* _WHAT YOU NEED TO DO_
Give back every record exactly, images excluded.

* _Recorded data_
++++++++++++++++++++

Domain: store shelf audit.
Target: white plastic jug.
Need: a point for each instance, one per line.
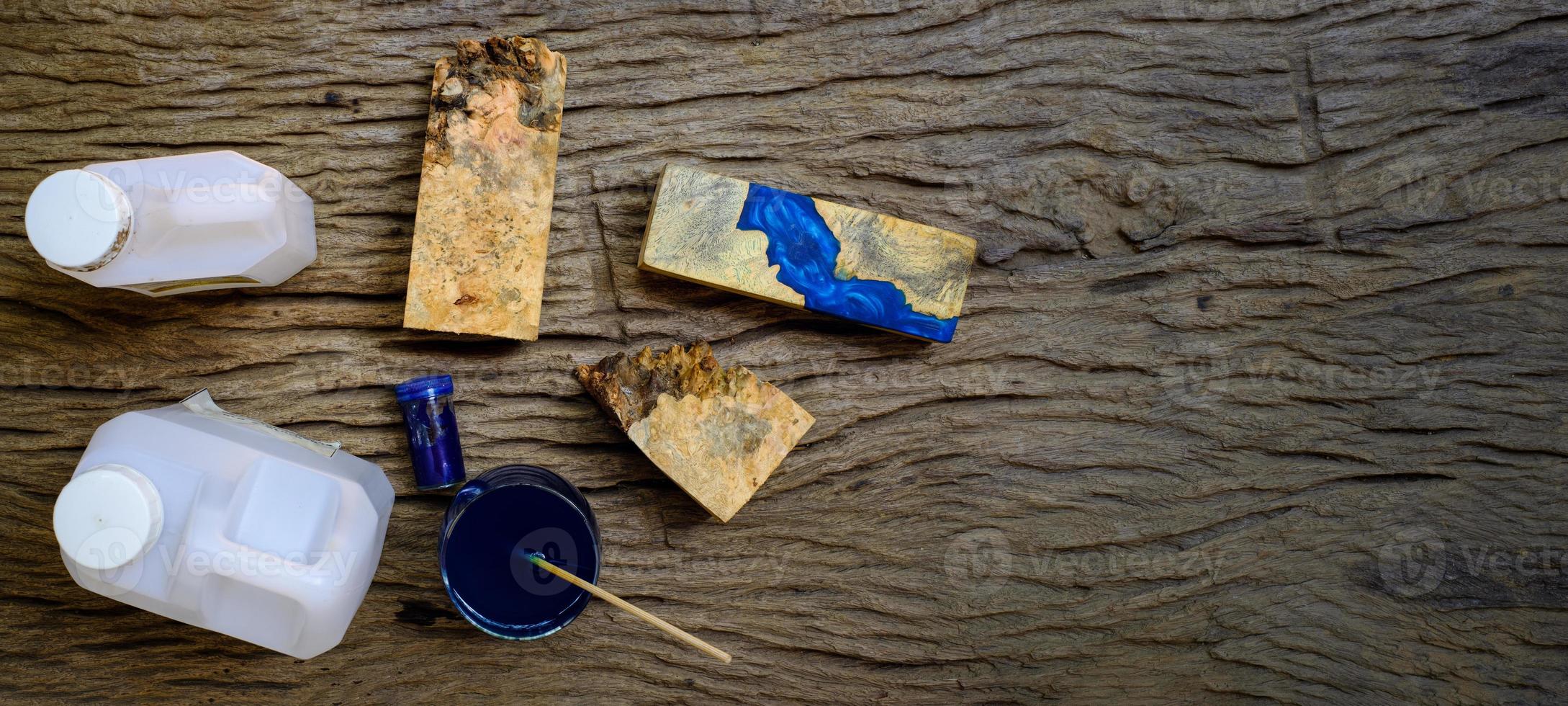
(173, 225)
(225, 523)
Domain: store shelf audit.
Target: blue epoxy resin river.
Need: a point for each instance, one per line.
(495, 522)
(806, 253)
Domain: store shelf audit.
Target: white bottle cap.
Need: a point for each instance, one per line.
(77, 220)
(109, 517)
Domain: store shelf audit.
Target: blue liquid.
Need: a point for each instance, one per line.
(495, 522)
(806, 251)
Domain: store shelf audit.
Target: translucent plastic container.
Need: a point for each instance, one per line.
(225, 523)
(173, 225)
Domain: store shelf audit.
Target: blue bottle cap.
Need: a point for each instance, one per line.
(424, 386)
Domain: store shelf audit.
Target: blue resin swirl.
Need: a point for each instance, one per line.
(806, 253)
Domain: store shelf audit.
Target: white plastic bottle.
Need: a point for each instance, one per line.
(225, 523)
(173, 225)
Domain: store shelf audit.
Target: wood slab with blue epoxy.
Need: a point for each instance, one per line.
(808, 253)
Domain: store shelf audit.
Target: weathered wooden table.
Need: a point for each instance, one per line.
(1260, 390)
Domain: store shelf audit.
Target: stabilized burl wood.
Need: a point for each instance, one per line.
(717, 432)
(1260, 393)
(808, 253)
(487, 189)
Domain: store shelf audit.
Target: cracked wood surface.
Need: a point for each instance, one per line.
(1258, 396)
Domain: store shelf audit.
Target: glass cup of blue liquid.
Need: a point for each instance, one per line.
(490, 531)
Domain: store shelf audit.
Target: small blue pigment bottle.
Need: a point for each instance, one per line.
(432, 430)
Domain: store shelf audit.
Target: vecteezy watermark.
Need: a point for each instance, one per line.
(977, 560)
(1413, 563)
(1418, 563)
(320, 567)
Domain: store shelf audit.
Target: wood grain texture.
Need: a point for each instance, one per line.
(1260, 391)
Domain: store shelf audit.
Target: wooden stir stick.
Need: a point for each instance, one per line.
(539, 560)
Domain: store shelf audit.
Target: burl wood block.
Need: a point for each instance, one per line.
(485, 190)
(717, 432)
(808, 253)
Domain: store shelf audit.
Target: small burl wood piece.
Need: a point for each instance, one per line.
(808, 253)
(717, 432)
(487, 189)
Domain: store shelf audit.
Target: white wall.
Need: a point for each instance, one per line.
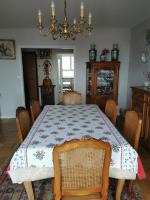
(11, 82)
(136, 67)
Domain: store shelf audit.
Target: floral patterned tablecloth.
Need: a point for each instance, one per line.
(58, 123)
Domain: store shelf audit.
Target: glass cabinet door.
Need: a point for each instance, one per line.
(105, 82)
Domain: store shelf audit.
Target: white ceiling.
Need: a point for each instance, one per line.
(106, 13)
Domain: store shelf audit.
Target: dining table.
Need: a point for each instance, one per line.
(59, 123)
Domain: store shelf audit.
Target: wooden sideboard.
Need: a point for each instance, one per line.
(141, 104)
(101, 82)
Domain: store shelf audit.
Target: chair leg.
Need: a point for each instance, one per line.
(120, 185)
(29, 190)
(130, 186)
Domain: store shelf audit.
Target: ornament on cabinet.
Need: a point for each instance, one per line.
(92, 53)
(115, 53)
(104, 55)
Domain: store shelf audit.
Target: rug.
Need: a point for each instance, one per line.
(43, 190)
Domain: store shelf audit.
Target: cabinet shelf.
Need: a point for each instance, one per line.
(102, 82)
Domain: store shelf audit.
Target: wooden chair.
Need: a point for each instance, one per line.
(23, 124)
(81, 169)
(132, 130)
(111, 110)
(35, 109)
(72, 98)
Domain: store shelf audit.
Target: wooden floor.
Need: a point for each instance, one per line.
(9, 140)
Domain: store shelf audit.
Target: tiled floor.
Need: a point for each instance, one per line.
(9, 140)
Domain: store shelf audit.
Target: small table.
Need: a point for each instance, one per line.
(58, 123)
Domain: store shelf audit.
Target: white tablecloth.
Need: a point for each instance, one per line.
(58, 123)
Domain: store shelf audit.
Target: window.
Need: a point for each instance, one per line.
(66, 72)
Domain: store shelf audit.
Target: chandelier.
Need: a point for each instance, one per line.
(65, 30)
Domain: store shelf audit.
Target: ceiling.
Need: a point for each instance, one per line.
(106, 13)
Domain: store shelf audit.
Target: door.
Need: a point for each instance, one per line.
(30, 77)
(65, 73)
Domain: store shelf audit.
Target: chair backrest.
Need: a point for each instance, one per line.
(35, 109)
(23, 124)
(132, 128)
(81, 167)
(71, 98)
(111, 110)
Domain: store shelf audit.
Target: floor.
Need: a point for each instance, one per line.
(9, 142)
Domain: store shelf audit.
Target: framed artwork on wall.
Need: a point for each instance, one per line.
(7, 49)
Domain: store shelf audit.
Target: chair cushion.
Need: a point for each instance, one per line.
(84, 197)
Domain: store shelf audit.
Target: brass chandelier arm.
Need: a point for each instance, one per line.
(64, 29)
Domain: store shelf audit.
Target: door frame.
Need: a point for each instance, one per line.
(37, 88)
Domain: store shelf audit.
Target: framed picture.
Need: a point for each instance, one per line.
(7, 49)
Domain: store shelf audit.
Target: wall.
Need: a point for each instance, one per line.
(11, 81)
(136, 67)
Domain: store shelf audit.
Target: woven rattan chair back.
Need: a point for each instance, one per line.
(111, 110)
(23, 124)
(35, 109)
(72, 98)
(81, 167)
(132, 128)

++++++++++++++++++++

* _YOUR RESPONSE_
Domain: store shelf audit.
Target: white plastic jug.
Need: a point for each instance, one per line.
(173, 225)
(225, 523)
Domain: store shelf audit.
Target: blue epoxy resin river.
Need: a point for each instance, one per line.
(495, 522)
(806, 253)
Domain: store shelf audit.
Target: white bottle cap.
Need: a point for each instance, one per line.
(77, 220)
(109, 517)
Domain: store shelf audit.
Target: blue liquid.
Need: a point for each instance, one per line.
(495, 522)
(806, 251)
Domain: store shelf audit.
Target: translucent plastic container.
Need: a point for each instance, one per line.
(225, 523)
(173, 225)
Domain: store shelf audit.
Target: blue bottle cap.
Need: a point for each instance, one per line.
(424, 386)
Domain: store shelf audit.
Target: blue resin swirl.
Need: a point for each instance, one per line.
(806, 253)
Domain: store shelf audit.
Target: white plastic bottle.
Need: a point for each instance, one per line.
(225, 523)
(173, 225)
Domain: store shelf audit.
Target: wood slab with blue epoxy.
Need: a point for each instance, one per line.
(808, 253)
Domain: store shelf audit.
Target: weathered wooden table.
Need: a point for each instance, one per line.
(1260, 390)
Domain: store shelf audit.
Target: stabilized burl wood.
Need: a point for each instance, one per line.
(717, 432)
(1260, 393)
(808, 253)
(487, 189)
Domain: store shelf audit.
Target: cracked wood surface.
Need: a point for each instance, one per line.
(1258, 396)
Domain: store shelf audit.
Target: glass cup of blue liquid.
Need: a point for each instance, one per line.
(490, 531)
Domain: store shelf audit.
Target: small blue pigment bottle.
Need: a point for each instance, one per line.
(432, 430)
Domain: store shelf audit.
Target: vecteezy watermark.
Need: a point for each instance, one per line.
(977, 560)
(1413, 563)
(1418, 563)
(320, 567)
Domain: store shelf audit.
Target: wood grain texture.
Need: a point for each instance, one per line.
(1260, 391)
Domain: store shelf audit.
Target: wooden stir stick.
Need: a point for each instance, one per line.
(539, 560)
Domain: store shelf audit.
Target: burl wood block.
Need: a point for each instance, one per line.
(485, 190)
(717, 432)
(808, 253)
Domain: store shelf audit.
Target: small burl wood piece.
Need: a point for each instance, one per line.
(808, 253)
(717, 432)
(487, 189)
Domain: store shelf audit.
Target: white wall.
Need: a point for each instance, one per line.
(11, 82)
(136, 67)
Domain: store shelf audit.
Target: floral patterned tablecloth.
Need: a point for each instance, one per line.
(58, 123)
Domain: store shelf audit.
Target: glass cabinet door.
Need: a point for each instance, one per line.
(105, 82)
Domain: store shelf audit.
Target: white ceiling.
Need: a point for each instance, one per line.
(106, 13)
Domain: store shelf audit.
Target: dining table.
Need: a point for each instance, one per line.
(59, 123)
Domain: store shelf audit.
Target: wooden sideboard.
Need: a point for each instance, one per line.
(141, 104)
(101, 82)
Domain: store shelf audit.
Target: chair leg.
Need: a point for each instance, one per line.
(120, 185)
(29, 190)
(130, 186)
Domain: store shelf audit.
Target: ornament on cabinet.
Need: a point for each instance, one per line.
(92, 53)
(115, 53)
(104, 55)
Domain: store shelf audit.
Target: rug.
Need: a point for each instance, one per line.
(43, 190)
Domain: store shelf audit.
Target: cabinet shelf.
Need: a point for each instance, one per line.
(102, 82)
Domain: store shelf audit.
Target: wooden chair.
Need: a point for each instance, one per line.
(23, 124)
(81, 169)
(132, 130)
(111, 110)
(35, 109)
(72, 98)
Domain: store shelf audit.
Target: wooden floor.
Need: a point for each instance, one per line.
(9, 140)
Domain: store shelf audit.
Target: tiled floor.
Need: a point for each instance, one per line.
(9, 140)
Domain: store shelf audit.
Target: small table.
Need: a point for each instance, one per line.
(58, 123)
Domain: store shelf audit.
Target: white tablecloth.
Need: a point for each instance, one per line.
(58, 123)
Domain: store shelf audit.
Target: window.
Need: a point for each instance, one per line.
(66, 72)
Domain: store shelf audit.
Target: chandelier.
Need: a point for each instance, one per line.
(65, 30)
Domain: store shelf audit.
Target: ceiling.
Need: a point for each instance, one per line.
(106, 13)
Domain: store shelf audit.
Target: door.
Need: a point for each instance, one per line.
(30, 77)
(65, 73)
Domain: store shelf audit.
Target: chair backrest.
Need: a point for each instance, one per line.
(35, 109)
(23, 124)
(132, 128)
(81, 167)
(71, 98)
(111, 110)
Domain: store shelf audit.
Target: floor.
Need: a point for each instance, one per line.
(9, 142)
Domain: store shelf audit.
Target: framed artwork on wall.
Need: a point for each instance, one per line.
(7, 49)
Domain: store shelf audit.
Target: chair cushion.
Need: a point for each instance, one per line.
(84, 197)
Domain: store shelf audit.
Target: brass chandelier arm.
Need: a point for each instance, one per line.
(64, 29)
Domain: store shelf audit.
Target: door frame.
Need: a point for each instance, one per line.
(37, 88)
Domain: store shelf audit.
Target: framed picture.
Need: a point for each instance, one per line.
(7, 49)
Domain: store shelf audit.
Target: wall.
Need: a point for each instance, one per line.
(11, 81)
(136, 67)
Domain: store shelf audit.
Target: woven rattan chair back.
Need: a point for each instance, one per line.
(111, 110)
(23, 124)
(35, 109)
(72, 98)
(81, 167)
(132, 128)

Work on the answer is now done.